* _Data listing_
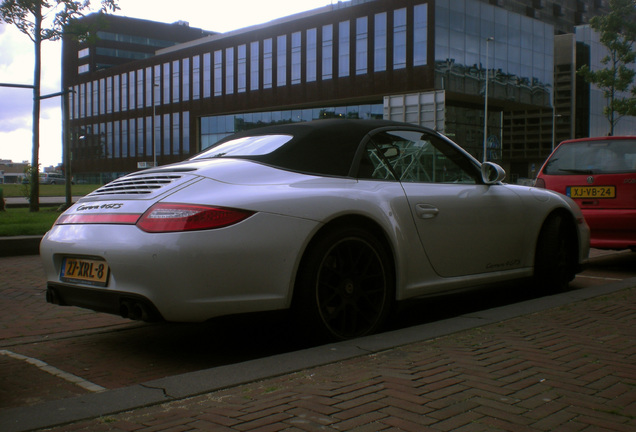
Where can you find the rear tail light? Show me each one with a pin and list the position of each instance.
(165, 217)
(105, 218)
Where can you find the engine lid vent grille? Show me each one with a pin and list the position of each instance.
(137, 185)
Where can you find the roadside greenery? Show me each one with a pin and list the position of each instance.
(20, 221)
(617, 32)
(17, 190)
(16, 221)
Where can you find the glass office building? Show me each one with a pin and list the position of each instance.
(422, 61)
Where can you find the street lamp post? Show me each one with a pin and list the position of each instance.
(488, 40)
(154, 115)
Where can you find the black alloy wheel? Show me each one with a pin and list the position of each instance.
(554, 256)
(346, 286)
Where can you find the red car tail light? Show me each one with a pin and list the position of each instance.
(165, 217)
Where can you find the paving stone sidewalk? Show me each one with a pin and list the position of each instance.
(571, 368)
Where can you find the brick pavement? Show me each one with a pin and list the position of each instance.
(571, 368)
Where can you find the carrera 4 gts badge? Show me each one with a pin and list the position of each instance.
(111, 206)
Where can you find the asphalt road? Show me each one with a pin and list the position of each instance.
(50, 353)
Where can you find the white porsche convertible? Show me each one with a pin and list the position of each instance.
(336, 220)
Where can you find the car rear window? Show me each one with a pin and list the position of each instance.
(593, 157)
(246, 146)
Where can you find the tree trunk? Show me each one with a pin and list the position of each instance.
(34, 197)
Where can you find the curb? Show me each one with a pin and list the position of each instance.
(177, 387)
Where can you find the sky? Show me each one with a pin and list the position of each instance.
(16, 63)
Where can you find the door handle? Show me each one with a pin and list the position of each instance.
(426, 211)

* _What you are asked to do_
Copy all of the data above with every "pin" switched to "marker" and nothing else changed. Leave the pictures out.

* _Task response_
Where can you find the rear tail light? Show me each one with a marker and list the position of each instance.
(165, 217)
(105, 218)
Where can you find the engine lid vent grille? Show me each one with a marker and list the position of each instance.
(137, 185)
Where can you find the roadside greenery? Show me each one with a marker and list the position of each instance.
(20, 221)
(617, 32)
(17, 190)
(16, 221)
Where can you find the glass office building? Show me each one with a marker and list the position of each instance.
(422, 61)
Where can you find the street lamp post? Show me each one with a marker and list the position of each instance.
(488, 40)
(154, 115)
Where can you find the black alloy wheel? Show me each one with a marker and list the position of each instance.
(554, 256)
(346, 286)
Where can you find the red car tail light? Show me each one with a marker and list the position of each instance.
(165, 217)
Where can you find the paving stone sidewalk? Show me each one with a marker and list the position of each instance.
(571, 368)
Where can you find the brick pavement? Show me each one with a marker and list the position of each instance.
(571, 368)
Where can you find the carrera 4 gts badge? Show me each one with a marker and list the position of each instance.
(111, 206)
Where can you find the asphalt road? Show me each one with a marker and list the position of each instance.
(50, 353)
Where can you find the white porsche convertible? Show me each one with a marker and list the position of each instance.
(336, 220)
Where can you find the car rear window? Show me each one with a marker and list the position of each instance.
(593, 157)
(246, 146)
Where can you find the tree trunk? Show me each one with a marker and list the position of each instance.
(34, 197)
Where can you find the curb? Show me each one with a marker and list the position of each instance.
(177, 387)
Where can you find the sky? Show me each one with a marker and list the position of each instance.
(16, 63)
Where can you find the door handle? Show me each one with a marker and list the position of each instance.
(426, 211)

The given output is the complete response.